The Place to Be, Overtreders W | Fotografie: Jorn van Eck
Zo laat The Place to Be zien dat biobased bouwen niet duurder hoeft te zijn dan traditionele bouw. Voor het retraitecentrum in de Achterhoek met twee logiesgebouwen en een eetzaal haalden de ontwerpers alle materialen uit een straal van vijf kilometer: hout van een nabijgelegen landgoed, stro van een lokale boer en de fundering was afkomstig van een oude stal. “Door zelf de materialen te verzamelen en in te kopen, konden we de vierkante meterprijs uitzonderlijk laag houden”, vertelt Van Dijk. “Zodra je een aannemer inschakelt, lopen de kosten enorm op. Dat zien wij ook bij onze eigen woning. Een reparatie van het dak waar voor duizend euro materiaal in gaat, kost in totaal 25 duizend euro: arbeidsloon, verzekeringen, een schaftkeet en ga zo maar door.”

Gegeven opdracht a:
Som alle materialen op die het fragment over The Place to Be uit de omgeving noemt, elk met de herkomst die erbij staat.
Het fragment en de records hebben niets met elkaar te maken.

Datasetrecords:
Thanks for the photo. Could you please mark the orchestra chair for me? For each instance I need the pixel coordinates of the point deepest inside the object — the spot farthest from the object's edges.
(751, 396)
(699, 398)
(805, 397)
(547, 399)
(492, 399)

Gegeven opdracht b:
Zet alle records uit als genummerde lijst en laat lege regels weg.

Volledige uitvoer a:
- Hout: van een nabijgelegen landgoed
- Stro: van een lokale boer
- Fundering: van een oude stal

Volledige uitvoer b:
1. Thanks for the photo. Could you please mark the orchestra chair for me? For each instance I need the pixel coordinates of the point deepest inside the object — the spot farthest from the object's edges.
2. (751, 396)
3. (699, 398)
4. (805, 397)
5. (547, 399)
6. (492, 399)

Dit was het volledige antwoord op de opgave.